++++ 인용 텍스트 ++++

아티팩트 관리하기

아티팩트는 Contexta 기록에 연결되어 오래 보존되는 파일입니다.

학습된 모델부터 체크포인트, 평가셋, 프롬프트 템플릿 등 실행 과정에서 실제로 생성했거나 사용한 파일을 아티팩트로 등록할 수 있습니다.

이 문서는 아티팩트 등록 후 해당 파일의 여러 정보와 연결에 대한 부분들을 함께 추적하는 과정을 설명합니다.

실행 가능한 예제

아래의 예제를 통해 Contexta가 어떻게 워크플로가 실제 산출 파일을 만들고 그 파일을 현재 실행의 아티팩트로 등록하는지 알아봅시다.

Machine Learning
Deep Learning

"""Persist a fitted regression model and register it as observed evidence."""

import pickle
from pathlib import Path

from sklearn.datasets import load_diabetes
from sklearn.linear_model import LinearRegression
from sklearn.metrics import r2_score
from sklearn.model_selection import train_test_split

from contexta import Contexta
from contexta.capture import LocalJsonlSink


features, targets = load_diabetes(return_X_y=True)
train_x, test_x, train_y, test_y = train_test_split(
    features, targets, test_size=0.2, random_state=42
)

workspace = Path(".contexta")
ctx = Contexta(workspace=str(workspace), config={"project_name": "diabetes-artifact"})
local_sink = next(sink for sink in ctx.sinks if isinstance(sink, LocalJsonlSink))
model = LinearRegression()

with ctx.run("fitted-model", dataset_ref="dataset:sklearn.diabetes") as run:
    with run.stage("train"):
        model.fit(train_x, train_y)

    with run.stage("evaluate") as stage:
        r2 = r2_score(test_y, model.predict(test_x))
        stage.metric("r2", r2, unit="ratio")

    model_path = workspace / "models" / "linear-regression.pkl"
    model_path.parent.mkdir(parents=True, exist_ok=True)
    model_path.write_bytes(pickle.dumps(model))
    registration = run.register_artifact(
        "model",
        str(model_path),
        attributes={"framework": "scikit-learn", "format": "pickle"},
    )

artifact_ref = registration.payload["manifest"].artifact_ref
artifacts_path = local_sink.file_path_for("ARTIFACT").relative_to(Path.cwd())

print(f"Captured run: {run.ref}")
print(f"Measured r2: {r2:.3f}")
print(f"Registered artifact: {artifact_ref}")
print(f"Model file: {model_path.as_posix()}")
print(f"Artifact records: {artifacts_path.as_posix()}")

"""Train a tiny CNN, save its checkpoint, and register the checkpoint artifact."""

++++

# 주어진 문제 A:
항목에서 "Where can the mulch"이 들어 있는 줄부터 항목의 마지막 줄까지의 구간을 Markdown 표로 바꾸세요. 열 이름은 '번호'와 '항목 줄'로 하고, 빈 줄은 빼세요.

++++ 연습 데이터 ++++

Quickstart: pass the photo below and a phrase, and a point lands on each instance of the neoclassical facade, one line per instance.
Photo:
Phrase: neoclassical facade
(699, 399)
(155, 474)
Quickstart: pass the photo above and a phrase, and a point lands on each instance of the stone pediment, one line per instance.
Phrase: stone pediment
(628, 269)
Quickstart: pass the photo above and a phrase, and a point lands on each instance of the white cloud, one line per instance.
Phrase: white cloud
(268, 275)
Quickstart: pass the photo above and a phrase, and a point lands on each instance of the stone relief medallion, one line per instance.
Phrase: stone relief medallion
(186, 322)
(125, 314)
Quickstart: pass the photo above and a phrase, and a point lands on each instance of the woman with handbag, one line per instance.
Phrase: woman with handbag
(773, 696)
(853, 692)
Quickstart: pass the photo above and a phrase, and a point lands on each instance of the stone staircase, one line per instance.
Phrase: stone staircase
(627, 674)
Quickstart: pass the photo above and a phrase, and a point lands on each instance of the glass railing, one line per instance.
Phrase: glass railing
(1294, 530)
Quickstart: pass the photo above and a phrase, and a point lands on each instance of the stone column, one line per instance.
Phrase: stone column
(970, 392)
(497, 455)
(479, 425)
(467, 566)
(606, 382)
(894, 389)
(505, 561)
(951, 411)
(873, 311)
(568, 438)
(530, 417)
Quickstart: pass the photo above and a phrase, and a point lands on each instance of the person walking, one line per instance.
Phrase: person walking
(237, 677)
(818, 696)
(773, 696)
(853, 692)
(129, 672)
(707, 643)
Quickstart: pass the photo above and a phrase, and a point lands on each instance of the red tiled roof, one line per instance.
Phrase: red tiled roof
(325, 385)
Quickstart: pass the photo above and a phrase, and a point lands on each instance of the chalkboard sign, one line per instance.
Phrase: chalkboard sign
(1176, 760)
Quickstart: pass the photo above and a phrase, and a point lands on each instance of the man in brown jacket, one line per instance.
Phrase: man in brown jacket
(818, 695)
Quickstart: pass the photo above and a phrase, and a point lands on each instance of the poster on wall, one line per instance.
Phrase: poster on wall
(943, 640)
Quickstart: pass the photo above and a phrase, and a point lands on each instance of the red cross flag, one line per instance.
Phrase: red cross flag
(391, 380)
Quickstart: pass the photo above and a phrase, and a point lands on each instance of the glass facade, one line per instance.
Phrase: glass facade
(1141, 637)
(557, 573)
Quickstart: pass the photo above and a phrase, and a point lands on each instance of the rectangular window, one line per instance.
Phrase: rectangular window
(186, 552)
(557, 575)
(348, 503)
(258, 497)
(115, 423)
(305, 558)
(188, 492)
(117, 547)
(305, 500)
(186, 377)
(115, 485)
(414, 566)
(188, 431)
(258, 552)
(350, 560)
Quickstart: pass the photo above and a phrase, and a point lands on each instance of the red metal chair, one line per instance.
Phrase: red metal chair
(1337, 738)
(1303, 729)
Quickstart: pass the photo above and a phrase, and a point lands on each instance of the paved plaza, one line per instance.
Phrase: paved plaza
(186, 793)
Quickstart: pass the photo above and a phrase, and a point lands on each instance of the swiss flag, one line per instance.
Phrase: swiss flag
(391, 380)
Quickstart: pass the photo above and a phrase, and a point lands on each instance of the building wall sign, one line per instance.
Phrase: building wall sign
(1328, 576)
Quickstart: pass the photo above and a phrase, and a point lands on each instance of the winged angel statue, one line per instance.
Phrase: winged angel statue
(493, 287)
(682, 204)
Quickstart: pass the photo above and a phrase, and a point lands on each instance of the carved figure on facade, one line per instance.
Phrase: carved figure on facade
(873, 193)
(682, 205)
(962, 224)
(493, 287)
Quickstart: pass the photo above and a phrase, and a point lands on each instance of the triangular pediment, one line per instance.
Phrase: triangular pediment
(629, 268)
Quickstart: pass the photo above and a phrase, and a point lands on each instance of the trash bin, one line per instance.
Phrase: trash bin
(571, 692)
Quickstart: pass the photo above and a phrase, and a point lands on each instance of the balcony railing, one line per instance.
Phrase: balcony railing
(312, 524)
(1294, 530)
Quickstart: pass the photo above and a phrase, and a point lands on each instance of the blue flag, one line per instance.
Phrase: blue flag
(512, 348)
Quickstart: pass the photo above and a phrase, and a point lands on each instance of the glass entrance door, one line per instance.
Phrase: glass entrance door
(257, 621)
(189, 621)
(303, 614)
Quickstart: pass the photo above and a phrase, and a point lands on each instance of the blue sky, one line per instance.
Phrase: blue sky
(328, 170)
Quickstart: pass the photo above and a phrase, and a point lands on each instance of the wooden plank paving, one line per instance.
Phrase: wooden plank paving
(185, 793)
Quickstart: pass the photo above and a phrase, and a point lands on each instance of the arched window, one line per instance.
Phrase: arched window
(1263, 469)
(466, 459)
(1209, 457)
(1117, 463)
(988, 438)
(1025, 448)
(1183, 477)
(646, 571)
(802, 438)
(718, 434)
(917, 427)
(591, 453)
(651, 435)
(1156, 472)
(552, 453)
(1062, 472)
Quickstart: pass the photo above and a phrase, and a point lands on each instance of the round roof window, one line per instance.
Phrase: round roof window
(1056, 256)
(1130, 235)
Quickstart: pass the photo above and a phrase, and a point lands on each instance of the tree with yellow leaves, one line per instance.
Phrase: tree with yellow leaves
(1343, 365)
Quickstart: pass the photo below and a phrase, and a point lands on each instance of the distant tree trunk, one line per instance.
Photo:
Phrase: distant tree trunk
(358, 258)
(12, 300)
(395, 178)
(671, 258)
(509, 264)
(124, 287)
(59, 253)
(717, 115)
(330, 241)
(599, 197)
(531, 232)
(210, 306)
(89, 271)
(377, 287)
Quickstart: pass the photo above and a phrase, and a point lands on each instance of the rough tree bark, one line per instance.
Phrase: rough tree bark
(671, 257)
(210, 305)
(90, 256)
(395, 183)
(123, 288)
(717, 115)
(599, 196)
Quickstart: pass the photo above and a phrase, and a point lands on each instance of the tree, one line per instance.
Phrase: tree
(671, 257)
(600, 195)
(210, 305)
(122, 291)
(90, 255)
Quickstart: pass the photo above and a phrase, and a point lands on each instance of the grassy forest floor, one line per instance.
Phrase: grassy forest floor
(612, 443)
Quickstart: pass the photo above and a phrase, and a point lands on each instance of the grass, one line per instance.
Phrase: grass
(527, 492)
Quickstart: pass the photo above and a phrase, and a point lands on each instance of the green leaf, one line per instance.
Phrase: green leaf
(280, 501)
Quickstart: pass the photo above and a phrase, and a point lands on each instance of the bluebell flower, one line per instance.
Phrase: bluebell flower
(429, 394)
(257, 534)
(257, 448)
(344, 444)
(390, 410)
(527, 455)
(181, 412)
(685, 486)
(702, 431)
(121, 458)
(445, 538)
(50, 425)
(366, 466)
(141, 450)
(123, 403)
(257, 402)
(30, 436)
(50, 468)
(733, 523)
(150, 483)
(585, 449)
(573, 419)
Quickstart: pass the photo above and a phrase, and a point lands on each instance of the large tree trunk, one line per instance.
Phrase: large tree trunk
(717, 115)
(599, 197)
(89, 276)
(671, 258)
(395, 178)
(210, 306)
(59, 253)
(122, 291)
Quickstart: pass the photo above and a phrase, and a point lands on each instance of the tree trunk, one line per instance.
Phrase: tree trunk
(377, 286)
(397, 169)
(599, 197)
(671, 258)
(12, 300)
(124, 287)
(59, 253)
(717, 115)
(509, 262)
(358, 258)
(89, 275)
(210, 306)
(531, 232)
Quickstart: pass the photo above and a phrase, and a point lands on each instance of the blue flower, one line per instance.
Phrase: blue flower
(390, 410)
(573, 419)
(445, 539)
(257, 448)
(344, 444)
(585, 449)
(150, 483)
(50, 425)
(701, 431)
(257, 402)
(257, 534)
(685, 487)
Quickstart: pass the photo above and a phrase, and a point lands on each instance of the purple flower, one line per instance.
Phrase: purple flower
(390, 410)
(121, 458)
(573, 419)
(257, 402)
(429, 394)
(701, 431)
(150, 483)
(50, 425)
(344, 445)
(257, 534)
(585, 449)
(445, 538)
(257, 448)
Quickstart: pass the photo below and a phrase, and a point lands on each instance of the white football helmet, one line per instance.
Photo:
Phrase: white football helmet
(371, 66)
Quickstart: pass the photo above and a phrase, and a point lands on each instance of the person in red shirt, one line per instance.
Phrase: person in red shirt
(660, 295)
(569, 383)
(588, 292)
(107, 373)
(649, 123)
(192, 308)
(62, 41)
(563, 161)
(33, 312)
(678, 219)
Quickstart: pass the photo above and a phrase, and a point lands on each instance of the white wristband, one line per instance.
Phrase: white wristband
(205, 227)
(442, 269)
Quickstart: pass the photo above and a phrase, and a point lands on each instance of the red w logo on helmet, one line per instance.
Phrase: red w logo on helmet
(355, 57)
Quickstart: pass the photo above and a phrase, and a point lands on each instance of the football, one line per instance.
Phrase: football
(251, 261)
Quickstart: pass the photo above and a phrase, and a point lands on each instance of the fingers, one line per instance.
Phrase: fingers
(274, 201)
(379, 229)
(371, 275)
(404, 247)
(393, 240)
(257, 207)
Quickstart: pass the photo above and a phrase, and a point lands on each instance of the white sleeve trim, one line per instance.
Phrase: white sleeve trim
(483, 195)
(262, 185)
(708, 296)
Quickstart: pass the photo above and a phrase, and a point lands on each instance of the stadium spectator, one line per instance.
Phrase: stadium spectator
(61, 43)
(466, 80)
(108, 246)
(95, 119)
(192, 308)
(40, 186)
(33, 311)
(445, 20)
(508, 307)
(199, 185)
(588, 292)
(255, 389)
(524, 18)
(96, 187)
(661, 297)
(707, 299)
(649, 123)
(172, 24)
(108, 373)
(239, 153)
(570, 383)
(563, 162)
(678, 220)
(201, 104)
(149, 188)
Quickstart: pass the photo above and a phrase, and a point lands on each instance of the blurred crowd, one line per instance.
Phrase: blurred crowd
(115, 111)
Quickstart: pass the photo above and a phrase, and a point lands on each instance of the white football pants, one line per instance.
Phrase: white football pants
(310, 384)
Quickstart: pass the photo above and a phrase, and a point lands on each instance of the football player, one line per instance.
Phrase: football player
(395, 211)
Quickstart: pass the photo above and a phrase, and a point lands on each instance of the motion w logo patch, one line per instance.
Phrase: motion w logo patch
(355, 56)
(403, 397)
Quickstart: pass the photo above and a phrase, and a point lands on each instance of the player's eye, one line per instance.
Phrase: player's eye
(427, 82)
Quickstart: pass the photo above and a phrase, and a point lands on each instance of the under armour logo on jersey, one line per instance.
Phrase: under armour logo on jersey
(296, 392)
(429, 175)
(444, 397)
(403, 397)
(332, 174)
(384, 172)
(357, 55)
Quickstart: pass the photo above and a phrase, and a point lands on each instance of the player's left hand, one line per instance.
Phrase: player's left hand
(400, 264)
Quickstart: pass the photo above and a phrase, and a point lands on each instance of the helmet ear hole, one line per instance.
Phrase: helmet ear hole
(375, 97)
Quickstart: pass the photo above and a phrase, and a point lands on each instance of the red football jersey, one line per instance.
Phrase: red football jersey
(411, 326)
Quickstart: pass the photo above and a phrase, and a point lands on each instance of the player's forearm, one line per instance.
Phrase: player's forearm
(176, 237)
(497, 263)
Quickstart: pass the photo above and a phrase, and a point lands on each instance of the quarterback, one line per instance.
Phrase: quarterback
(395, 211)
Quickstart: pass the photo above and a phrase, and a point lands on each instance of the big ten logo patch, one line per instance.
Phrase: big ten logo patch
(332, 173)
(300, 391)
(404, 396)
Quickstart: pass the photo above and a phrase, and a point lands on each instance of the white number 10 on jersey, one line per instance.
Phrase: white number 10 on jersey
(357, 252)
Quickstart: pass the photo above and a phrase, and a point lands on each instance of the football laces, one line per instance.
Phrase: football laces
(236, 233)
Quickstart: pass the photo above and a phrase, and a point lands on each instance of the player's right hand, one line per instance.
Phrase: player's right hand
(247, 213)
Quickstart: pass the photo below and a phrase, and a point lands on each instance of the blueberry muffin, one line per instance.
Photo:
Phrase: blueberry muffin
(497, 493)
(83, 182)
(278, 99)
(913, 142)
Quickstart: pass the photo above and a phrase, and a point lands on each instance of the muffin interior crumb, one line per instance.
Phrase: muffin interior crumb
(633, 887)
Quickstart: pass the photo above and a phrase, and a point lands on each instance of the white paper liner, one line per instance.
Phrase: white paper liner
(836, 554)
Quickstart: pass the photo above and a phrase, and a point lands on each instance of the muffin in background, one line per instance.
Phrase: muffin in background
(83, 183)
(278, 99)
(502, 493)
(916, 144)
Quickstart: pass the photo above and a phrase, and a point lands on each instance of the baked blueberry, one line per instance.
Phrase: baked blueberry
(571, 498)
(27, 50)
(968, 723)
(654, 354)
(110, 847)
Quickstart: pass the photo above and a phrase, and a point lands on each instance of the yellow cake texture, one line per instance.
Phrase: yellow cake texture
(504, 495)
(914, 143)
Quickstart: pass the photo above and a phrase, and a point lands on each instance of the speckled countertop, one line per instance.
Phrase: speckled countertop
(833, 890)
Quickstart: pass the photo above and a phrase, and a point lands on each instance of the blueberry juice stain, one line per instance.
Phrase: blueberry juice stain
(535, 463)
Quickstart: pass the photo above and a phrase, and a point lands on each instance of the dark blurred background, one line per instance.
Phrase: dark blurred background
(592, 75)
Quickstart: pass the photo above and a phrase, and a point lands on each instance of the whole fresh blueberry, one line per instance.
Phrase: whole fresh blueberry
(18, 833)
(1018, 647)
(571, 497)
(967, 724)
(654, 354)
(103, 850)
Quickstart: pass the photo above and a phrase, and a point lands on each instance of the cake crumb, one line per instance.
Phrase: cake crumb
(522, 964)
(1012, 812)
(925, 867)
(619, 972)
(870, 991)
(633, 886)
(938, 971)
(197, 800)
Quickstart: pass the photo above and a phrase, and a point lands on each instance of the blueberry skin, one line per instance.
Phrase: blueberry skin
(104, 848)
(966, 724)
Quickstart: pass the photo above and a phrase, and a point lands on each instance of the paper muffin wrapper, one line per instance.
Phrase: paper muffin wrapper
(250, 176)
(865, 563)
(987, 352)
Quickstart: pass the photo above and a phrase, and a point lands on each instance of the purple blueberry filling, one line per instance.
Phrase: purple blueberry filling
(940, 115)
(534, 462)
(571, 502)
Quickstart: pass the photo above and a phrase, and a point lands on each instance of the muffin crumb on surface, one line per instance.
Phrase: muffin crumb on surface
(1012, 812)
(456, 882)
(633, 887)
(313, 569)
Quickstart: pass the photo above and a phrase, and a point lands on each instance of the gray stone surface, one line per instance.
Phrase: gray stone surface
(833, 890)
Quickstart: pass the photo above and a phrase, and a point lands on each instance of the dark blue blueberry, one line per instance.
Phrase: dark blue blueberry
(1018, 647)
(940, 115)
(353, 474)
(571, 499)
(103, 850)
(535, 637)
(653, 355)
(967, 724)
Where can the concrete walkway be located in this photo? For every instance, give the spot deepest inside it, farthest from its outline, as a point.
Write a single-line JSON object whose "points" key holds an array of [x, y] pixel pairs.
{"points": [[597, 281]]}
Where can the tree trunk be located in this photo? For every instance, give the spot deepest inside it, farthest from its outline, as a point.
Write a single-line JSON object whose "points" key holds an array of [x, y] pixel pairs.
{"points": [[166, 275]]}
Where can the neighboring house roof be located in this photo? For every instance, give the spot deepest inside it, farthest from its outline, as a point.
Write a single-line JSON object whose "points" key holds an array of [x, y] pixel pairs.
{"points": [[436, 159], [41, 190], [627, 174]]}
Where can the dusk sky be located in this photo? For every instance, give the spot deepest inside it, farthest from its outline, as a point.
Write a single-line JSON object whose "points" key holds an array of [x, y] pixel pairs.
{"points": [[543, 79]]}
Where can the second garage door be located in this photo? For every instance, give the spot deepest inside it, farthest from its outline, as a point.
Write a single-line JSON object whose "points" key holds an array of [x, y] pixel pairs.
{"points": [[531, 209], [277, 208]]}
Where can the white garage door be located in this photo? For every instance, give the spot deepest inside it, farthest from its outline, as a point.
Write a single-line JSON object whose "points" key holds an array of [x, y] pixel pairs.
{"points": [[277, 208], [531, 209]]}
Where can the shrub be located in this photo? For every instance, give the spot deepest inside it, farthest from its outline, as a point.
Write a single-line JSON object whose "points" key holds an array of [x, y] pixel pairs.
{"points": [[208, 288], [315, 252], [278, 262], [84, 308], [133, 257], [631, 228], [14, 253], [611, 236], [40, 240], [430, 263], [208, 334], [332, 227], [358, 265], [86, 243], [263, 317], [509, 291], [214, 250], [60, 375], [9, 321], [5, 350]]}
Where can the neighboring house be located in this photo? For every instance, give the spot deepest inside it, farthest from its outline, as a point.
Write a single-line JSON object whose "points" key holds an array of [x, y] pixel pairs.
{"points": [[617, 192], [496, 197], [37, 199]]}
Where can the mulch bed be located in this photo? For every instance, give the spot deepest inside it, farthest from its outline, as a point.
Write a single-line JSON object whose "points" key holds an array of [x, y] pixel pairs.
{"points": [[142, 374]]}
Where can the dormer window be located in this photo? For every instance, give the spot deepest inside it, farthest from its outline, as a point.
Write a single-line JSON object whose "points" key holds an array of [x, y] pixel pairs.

++++

# 주어진 문제 B:
아티팩트 관리 문서에서 "학습된 모델부터"로 시작하는 문단을 핵심 사실은 유지한 채 목록 형태로 간추리세요.

# 전체 풀이 A:
| 번호 | 항목 줄 |
|---|---|
| 1 | Where can the mulch bed be located in this photo? For every instance, give the spot deepest inside it, farthest from its outline, as a point. |
| 2 | Write a single-line JSON object whose "points" key holds an array of [x, y] pixel pairs. |
| 3 | {"points": [[142, 374]]} |
| 4 | Where can the dormer window be located in this photo? For every instance, give the spot deepest inside it, farthest from its outline, as a point. |
| 5 | Write a single-line JSON object whose "points" key holds an array of [x, y] pixel pairs. |

# 전체 풀이 B:
- 등록 대상: 실행 과정에서 실제로 생성했거나 사용한 파일
- 해당 파일의 예: 학습된 모델, 체크포인트, 평가셋, 프롬프트 템플릿 등
- 이러한 파일은 아티팩트로 등록할 수 있음